## EXERCISE GOAL
Below are the records. List every line holding the word "wall".

Stored entries:

________________________________________

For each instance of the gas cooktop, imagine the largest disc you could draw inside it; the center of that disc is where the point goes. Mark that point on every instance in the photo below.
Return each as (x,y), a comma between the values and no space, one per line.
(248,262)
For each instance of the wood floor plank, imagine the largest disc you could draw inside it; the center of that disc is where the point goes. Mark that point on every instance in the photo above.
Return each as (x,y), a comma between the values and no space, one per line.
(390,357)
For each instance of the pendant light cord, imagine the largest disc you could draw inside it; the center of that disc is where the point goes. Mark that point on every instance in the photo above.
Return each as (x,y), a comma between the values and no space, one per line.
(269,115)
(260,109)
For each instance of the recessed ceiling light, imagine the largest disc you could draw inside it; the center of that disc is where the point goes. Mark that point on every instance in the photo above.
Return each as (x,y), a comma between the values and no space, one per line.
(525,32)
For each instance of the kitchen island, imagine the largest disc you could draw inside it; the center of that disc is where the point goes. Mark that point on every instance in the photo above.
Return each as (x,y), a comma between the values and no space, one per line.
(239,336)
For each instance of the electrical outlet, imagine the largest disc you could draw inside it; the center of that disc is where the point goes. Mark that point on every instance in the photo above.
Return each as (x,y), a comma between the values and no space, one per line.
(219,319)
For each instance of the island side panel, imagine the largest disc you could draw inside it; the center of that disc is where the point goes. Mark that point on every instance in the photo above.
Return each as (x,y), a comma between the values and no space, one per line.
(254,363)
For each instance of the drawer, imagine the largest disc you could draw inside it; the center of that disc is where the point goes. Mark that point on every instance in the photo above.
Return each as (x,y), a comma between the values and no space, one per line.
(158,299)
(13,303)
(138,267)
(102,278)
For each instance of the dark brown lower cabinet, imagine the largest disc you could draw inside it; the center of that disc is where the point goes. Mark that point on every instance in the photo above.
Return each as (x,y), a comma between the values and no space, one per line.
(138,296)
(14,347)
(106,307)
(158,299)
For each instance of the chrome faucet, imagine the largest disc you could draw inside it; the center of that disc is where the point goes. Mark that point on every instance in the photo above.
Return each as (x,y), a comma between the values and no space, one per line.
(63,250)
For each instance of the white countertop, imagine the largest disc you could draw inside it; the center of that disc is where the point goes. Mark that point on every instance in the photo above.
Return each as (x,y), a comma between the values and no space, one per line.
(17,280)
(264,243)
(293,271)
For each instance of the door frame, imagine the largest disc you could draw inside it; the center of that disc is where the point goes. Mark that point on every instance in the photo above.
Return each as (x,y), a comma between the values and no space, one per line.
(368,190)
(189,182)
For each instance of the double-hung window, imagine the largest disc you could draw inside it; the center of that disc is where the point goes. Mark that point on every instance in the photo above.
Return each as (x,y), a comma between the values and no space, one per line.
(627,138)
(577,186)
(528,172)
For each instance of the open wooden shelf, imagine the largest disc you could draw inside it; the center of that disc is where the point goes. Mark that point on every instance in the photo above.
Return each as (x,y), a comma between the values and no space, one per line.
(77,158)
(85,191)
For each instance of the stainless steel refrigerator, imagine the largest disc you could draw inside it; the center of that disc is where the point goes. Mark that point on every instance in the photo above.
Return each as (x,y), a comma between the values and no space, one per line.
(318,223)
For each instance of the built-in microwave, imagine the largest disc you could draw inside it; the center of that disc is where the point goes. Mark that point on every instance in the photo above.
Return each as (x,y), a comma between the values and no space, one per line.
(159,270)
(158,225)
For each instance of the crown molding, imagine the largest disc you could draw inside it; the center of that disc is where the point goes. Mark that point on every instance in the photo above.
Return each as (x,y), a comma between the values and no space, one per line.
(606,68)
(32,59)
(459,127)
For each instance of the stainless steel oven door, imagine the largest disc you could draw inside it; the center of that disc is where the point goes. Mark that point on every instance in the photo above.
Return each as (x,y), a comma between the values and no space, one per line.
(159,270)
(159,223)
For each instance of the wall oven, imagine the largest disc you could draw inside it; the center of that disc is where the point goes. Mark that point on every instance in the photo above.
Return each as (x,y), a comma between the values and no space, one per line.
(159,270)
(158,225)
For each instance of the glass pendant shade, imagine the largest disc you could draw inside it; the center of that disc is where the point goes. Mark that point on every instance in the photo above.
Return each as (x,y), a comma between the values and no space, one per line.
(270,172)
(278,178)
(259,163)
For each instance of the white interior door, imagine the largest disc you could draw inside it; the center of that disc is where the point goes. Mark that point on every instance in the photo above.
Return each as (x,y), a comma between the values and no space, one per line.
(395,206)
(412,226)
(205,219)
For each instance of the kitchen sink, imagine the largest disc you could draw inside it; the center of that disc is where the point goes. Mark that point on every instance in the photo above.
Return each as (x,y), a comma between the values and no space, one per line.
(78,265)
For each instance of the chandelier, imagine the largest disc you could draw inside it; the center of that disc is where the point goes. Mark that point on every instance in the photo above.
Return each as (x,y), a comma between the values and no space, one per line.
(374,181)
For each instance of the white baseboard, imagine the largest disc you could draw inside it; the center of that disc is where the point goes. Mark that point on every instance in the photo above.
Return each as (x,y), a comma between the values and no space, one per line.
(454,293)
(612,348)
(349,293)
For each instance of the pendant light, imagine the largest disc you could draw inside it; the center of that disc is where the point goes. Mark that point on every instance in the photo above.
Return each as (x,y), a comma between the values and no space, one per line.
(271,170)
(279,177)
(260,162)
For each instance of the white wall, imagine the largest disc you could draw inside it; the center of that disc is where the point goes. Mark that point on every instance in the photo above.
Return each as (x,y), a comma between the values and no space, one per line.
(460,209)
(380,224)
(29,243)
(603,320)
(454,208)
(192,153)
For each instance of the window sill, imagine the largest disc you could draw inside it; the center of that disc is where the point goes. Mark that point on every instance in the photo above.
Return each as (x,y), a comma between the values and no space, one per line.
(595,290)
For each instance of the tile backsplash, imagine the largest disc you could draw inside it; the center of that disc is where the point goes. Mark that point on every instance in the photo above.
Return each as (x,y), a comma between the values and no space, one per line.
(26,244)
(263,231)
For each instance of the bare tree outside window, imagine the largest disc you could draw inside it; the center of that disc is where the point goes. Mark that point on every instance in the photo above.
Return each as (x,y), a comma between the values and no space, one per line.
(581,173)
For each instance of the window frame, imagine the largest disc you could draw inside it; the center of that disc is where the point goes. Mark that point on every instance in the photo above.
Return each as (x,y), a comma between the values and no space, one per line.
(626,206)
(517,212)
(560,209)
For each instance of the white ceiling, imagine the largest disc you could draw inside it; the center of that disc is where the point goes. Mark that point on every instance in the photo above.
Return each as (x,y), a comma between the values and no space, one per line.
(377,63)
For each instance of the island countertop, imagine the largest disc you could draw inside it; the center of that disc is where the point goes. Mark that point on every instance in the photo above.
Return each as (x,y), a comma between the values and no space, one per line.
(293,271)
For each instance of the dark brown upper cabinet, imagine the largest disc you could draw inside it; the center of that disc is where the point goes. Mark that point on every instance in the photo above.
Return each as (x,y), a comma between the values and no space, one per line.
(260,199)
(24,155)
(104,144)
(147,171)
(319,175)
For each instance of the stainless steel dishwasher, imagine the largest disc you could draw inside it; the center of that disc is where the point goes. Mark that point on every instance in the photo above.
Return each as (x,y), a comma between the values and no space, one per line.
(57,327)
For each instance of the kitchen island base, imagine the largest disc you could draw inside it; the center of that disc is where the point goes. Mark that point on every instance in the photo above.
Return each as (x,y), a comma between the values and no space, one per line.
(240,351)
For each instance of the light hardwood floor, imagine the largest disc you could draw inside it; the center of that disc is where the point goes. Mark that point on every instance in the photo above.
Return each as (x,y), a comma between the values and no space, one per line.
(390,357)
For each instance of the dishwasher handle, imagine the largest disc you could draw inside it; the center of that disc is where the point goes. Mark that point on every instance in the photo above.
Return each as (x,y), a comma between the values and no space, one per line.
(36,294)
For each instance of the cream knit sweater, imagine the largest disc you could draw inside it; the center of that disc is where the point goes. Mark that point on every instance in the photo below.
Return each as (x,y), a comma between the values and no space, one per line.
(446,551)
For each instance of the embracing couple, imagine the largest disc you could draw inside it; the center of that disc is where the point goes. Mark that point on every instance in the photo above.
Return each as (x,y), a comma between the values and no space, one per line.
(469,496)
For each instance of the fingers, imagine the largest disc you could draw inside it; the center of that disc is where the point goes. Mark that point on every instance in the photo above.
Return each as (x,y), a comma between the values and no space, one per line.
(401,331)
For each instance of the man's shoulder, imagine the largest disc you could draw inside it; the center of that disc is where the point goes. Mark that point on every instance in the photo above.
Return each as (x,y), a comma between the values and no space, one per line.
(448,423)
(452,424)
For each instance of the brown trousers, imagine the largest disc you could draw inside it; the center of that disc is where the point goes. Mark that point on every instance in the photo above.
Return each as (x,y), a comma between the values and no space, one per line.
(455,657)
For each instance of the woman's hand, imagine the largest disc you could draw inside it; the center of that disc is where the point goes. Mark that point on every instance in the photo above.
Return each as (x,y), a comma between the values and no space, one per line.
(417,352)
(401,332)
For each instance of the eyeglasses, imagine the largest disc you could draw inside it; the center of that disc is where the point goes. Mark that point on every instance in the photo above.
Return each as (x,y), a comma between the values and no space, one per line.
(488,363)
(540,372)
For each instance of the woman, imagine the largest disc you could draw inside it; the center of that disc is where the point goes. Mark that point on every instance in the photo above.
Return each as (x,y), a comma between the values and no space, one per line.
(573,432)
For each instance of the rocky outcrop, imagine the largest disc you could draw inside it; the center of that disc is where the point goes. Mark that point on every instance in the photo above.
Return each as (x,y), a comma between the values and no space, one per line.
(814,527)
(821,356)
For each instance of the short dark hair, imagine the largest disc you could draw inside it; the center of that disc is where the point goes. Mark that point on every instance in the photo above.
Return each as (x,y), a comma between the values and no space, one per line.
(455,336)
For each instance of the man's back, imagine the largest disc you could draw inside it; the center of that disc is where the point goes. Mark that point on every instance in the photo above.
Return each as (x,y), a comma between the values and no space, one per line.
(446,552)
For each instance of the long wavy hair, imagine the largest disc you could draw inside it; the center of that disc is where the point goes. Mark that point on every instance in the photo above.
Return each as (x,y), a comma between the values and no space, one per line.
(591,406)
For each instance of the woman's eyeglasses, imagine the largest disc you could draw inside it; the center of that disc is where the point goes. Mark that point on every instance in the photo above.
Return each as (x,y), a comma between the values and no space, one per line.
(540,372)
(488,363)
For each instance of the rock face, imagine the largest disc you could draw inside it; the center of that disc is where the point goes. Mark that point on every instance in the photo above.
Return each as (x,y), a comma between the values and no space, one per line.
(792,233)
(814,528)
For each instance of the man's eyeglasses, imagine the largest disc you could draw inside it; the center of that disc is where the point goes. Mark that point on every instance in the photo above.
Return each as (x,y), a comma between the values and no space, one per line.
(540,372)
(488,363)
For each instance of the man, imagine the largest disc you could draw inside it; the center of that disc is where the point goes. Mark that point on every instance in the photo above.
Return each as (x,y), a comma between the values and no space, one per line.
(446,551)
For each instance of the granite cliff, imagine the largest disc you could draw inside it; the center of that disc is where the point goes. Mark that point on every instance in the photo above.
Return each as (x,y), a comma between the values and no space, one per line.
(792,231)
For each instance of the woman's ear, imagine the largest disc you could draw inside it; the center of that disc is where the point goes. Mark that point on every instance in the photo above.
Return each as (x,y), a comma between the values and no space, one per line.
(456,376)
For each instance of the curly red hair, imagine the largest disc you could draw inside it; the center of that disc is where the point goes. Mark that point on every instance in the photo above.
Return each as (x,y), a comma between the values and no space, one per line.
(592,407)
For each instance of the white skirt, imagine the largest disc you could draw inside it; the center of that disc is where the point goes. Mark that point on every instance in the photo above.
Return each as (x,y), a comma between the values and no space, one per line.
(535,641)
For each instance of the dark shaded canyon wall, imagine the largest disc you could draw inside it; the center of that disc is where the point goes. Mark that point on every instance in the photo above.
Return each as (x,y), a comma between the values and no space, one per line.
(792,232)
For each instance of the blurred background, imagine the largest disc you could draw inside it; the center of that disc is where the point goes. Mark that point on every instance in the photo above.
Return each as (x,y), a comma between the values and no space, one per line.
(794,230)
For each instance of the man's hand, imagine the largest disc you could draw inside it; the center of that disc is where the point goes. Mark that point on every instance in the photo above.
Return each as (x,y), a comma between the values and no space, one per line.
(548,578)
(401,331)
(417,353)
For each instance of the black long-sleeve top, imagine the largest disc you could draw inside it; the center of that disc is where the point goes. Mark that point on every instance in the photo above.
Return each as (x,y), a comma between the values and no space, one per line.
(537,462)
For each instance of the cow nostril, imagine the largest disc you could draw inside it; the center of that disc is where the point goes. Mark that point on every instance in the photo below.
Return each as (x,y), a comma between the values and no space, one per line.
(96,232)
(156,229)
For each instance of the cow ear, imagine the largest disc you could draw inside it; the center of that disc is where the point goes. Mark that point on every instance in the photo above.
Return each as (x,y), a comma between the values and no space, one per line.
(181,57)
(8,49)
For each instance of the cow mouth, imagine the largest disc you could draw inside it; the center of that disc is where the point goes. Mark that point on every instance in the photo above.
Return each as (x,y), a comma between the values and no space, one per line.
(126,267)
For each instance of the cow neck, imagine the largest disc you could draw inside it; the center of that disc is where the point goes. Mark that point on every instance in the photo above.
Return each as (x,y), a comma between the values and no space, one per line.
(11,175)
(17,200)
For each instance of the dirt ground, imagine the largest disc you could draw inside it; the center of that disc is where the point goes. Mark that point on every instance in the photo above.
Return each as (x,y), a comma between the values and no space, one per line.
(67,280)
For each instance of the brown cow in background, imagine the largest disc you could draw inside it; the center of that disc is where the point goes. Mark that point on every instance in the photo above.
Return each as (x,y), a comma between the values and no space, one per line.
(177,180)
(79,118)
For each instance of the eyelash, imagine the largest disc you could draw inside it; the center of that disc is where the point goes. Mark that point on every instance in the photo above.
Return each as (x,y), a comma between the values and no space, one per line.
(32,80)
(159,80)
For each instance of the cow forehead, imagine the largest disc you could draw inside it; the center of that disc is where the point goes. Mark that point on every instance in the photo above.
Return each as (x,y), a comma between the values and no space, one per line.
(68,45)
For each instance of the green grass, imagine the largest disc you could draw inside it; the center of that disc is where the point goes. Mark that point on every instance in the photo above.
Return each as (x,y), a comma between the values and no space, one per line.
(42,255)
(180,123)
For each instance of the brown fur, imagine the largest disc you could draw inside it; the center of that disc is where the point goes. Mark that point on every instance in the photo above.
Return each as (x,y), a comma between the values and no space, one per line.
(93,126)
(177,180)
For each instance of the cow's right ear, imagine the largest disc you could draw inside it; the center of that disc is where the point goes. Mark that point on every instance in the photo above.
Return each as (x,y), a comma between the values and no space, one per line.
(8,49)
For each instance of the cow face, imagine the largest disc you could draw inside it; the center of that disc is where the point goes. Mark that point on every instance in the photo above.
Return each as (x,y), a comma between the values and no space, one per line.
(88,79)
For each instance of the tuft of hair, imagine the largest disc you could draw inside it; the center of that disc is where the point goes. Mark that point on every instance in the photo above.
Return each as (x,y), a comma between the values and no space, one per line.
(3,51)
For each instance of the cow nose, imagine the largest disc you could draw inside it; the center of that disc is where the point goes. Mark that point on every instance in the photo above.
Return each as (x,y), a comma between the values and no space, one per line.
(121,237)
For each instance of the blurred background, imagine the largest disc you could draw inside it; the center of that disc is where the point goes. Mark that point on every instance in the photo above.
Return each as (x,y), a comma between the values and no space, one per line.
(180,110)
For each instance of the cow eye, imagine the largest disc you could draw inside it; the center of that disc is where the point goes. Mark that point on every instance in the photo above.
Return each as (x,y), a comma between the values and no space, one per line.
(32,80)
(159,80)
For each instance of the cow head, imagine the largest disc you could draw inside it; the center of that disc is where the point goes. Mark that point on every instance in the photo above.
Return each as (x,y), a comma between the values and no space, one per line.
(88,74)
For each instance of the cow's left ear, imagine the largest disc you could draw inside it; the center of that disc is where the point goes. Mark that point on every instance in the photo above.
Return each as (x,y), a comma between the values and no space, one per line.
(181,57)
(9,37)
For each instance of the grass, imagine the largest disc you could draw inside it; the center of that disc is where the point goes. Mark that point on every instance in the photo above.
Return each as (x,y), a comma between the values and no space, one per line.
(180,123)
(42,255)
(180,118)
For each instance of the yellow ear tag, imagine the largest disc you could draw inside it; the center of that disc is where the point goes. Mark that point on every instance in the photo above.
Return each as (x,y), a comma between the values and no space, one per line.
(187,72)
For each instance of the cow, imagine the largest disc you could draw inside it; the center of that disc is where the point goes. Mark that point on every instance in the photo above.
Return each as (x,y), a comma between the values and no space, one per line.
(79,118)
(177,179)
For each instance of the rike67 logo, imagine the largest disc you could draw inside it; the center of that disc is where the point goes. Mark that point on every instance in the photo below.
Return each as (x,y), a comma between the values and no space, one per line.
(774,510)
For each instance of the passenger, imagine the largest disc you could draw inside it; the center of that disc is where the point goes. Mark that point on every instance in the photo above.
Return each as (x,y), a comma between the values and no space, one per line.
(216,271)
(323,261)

________________________________________

## RESPONSE BELOW
For each instance of the wall oven, imagine the largest disc you could draw inside it; the center of that disc is where the point goes. Mark that point on every instance in the photo above.
For each instance of the white wall, imagine the largest disc you could draw inside it; the center of that disc is where the point goes. Mark that point on every instance in the photo above.
For each instance of the dark shaded canyon wall, imagine the largest disc you could draw inside it; the center of that disc is where the point goes. Mark that point on every instance in the photo above.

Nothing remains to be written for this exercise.